BEGIN
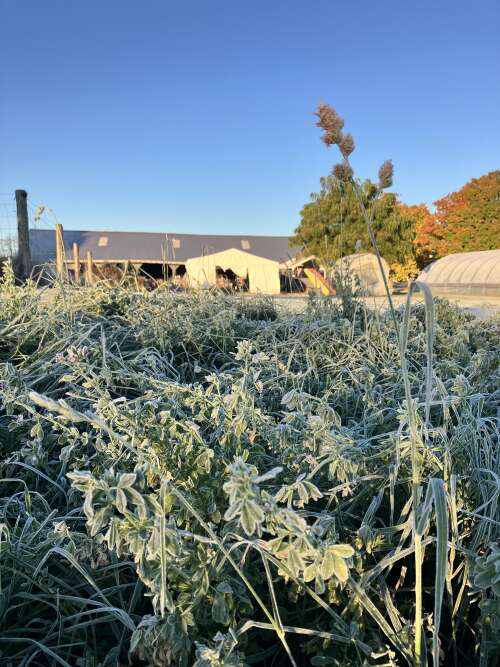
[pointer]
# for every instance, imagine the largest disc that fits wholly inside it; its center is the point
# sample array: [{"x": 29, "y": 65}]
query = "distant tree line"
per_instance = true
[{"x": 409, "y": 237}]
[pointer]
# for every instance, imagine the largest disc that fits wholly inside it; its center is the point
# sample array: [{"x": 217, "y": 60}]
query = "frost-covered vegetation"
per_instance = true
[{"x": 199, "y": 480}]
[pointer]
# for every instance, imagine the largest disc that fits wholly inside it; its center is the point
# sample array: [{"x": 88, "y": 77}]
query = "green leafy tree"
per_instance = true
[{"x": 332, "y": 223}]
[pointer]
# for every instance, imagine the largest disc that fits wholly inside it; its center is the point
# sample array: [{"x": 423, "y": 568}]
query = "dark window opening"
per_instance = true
END
WORK TASK: Minus its pictures, the full listing should be copied verbatim.

RESPONSE TO THIS TASK:
[pointer]
# for every instance, imagine the largest disc that fits wholly inside it; its center is the point
# sample array: [{"x": 29, "y": 65}]
query = "distant tree line"
per_instance = true
[{"x": 409, "y": 237}]
[pointer]
# for every instance, imagine the largest disc that fits wholly inside it; its center is the point
# sample array: [{"x": 217, "y": 60}]
query = "frost-covered vegetation"
per_instance = true
[{"x": 199, "y": 480}]
[pointer]
# for every instance, imagine the largest disc that fits wholly inside it; its center is the point
# sample array: [{"x": 88, "y": 77}]
query = "green leafy tree"
per_instance = true
[{"x": 332, "y": 223}]
[pointer]
# for every instance, imagine the largest disc that fits wholly inside it; its center is the point
# sample array: [{"x": 423, "y": 568}]
query = "dark window opening"
per_instance = true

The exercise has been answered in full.